▸ **GOAL**
Copy every item below line for line, changing nothing.

(Pointing entries for named objects)
########################################
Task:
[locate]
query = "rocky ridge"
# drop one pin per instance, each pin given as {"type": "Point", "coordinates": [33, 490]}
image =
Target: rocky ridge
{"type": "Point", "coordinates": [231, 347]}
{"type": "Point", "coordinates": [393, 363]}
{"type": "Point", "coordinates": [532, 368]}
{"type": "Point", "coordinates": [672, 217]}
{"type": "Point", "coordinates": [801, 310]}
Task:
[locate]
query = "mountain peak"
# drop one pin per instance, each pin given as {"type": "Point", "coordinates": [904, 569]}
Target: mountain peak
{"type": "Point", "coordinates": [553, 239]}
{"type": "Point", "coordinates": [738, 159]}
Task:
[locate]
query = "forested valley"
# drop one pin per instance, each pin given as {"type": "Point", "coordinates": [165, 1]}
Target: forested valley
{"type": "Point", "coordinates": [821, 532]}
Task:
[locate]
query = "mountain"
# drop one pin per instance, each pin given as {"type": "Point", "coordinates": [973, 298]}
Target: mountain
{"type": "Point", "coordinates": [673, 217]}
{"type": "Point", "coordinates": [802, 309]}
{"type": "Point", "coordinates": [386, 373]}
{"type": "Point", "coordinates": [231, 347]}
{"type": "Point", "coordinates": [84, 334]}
########################################
▸ **COMPLETE RESPONSE**
Task:
[locate]
query = "rocky ridge"
# drop one pin per instance, each pin given as {"type": "Point", "coordinates": [33, 490]}
image =
Target: rocky ridge
{"type": "Point", "coordinates": [231, 347]}
{"type": "Point", "coordinates": [393, 363]}
{"type": "Point", "coordinates": [532, 368]}
{"type": "Point", "coordinates": [672, 217]}
{"type": "Point", "coordinates": [801, 310]}
Task:
[locate]
query = "mountain peak"
# drop one pin per instance, each pin given as {"type": "Point", "coordinates": [904, 569]}
Target: mountain peak
{"type": "Point", "coordinates": [553, 239]}
{"type": "Point", "coordinates": [738, 159]}
Task:
[locate]
query = "forested valley"
# drop one pin per instance, each pin given as {"type": "Point", "coordinates": [165, 1]}
Target: forested valley
{"type": "Point", "coordinates": [821, 532]}
Task:
[locate]
query = "mountain"
# drop one pin per instance, each pin given as {"type": "Point", "coordinates": [973, 298]}
Target: mountain
{"type": "Point", "coordinates": [673, 217]}
{"type": "Point", "coordinates": [802, 309]}
{"type": "Point", "coordinates": [386, 373]}
{"type": "Point", "coordinates": [231, 347]}
{"type": "Point", "coordinates": [84, 334]}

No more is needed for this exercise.